##### Texto extraído #####
EL MUERTO QUE HABLA. Según la sesuda investigadora, "En el verano de 1834, en Madrid, hubo un día de luto y desolación. Más de ciento cincuenta personas habían fallecido del cólera en la noche anterior... una de las víctimas en aquellos momentos de confusión y desorden fue el infortunado Esteban Fernández, que tenía que ganarse la vida con un aparato de caballitos de madera en los que hoy se llama paseo de Las Delicias, sito detrás del Hospital General. Muerto el buen Esteban, su familia sólo pensó en sacar de la casa el cadáver. Cuatro amigos, cargados con las andas —entonces las cajas mortuorias eran un objeto de lujo, vedado para los pobres—, se encaminaron al Cementerio.
"Silenciosos y taciturnos marchaban en fúnebre cortejo los que llevaban en hombros al muerto, los pocos amigos que le acompañaban en su último paseo, cuando, al llegar al sitio próximo adonde estuvo el circo, el que creían cadáver, incorporándose bruscamente de las andas y arrojando lejos de sí el paño negro que le cubría, empezó a gritar: "¡Estoy vivo, estoy vivo!". El terror que inspiró en el fúnebre cortejo estuvo a punto de serle fatal. Los que llevaban las andas las arrojaron al suelo, apretando a correr a campo a través, como si el muerto les pisara los talones. Otro tanto hicieron casi todos los amigos; pero al fin, alguno más valiente o más caritativo, se acercó a las volcadas andillas, ayudó a levantar al pobre Esteban y, auxiliado de otros curiosos, le llevaron a una taberna de la calle del Piamonte, en donde recibió los primeros socorros que su estado requería. La convalecencia fue larga, mas su fortuna estaba hecha. Desde aquel día, el tío Esteban desapareció para dar paso al "Tío Vivo", y cuando el cólera hubo calmado su furor y volvió a pensarse en diversiones, al reaparecer en el paseo de Las Delicias el aparato de los caballitos y las barquitas de madera, los habituales parroquianos del tío Esteban le saludaron con su nuevo nombre: le llamaron "el Tío Vivo" y con ese mote se hizo célebre."
#####
*Qué hacer*. Enumera todos los lugares que el relato del Tío Vivo menciona con nombre propio.
##### Extractos de registros #####
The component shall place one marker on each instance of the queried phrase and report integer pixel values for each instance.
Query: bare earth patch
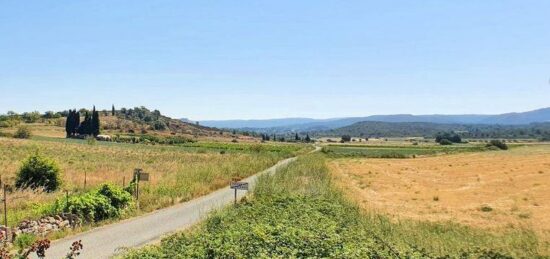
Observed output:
(490, 190)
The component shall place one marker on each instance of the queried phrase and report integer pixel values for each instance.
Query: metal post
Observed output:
(5, 207)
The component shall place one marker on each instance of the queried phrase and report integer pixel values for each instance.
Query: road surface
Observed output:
(106, 241)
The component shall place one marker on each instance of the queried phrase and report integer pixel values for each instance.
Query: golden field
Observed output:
(495, 190)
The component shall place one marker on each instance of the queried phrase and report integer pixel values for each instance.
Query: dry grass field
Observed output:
(495, 190)
(178, 173)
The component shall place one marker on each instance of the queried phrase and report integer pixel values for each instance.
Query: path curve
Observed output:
(106, 241)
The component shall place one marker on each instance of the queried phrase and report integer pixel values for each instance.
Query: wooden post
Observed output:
(235, 196)
(136, 180)
(67, 200)
(5, 207)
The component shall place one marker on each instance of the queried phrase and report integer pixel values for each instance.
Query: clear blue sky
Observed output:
(266, 59)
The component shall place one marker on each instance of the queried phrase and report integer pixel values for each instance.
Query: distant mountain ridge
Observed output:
(308, 124)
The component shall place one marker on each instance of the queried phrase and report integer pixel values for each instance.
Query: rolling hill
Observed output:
(308, 124)
(429, 130)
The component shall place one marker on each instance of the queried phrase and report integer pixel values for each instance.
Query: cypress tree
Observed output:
(84, 128)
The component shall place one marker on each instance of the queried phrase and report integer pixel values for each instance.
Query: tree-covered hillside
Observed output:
(429, 130)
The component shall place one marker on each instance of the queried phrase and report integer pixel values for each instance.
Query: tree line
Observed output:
(90, 126)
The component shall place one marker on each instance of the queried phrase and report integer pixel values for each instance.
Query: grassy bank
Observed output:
(299, 213)
(178, 173)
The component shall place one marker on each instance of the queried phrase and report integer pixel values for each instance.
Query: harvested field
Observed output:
(490, 190)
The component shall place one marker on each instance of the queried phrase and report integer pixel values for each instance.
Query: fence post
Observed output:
(67, 200)
(5, 207)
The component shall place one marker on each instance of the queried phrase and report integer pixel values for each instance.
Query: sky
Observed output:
(269, 59)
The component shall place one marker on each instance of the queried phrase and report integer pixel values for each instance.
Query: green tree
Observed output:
(85, 126)
(38, 172)
(22, 132)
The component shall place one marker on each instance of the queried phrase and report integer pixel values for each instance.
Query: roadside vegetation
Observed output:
(178, 173)
(298, 212)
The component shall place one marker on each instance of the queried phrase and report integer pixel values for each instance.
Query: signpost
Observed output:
#####
*Solución*.
- Madrid
- paseo de Las Delicias
- Hospital General
- Cementerio
- calle del Piamonte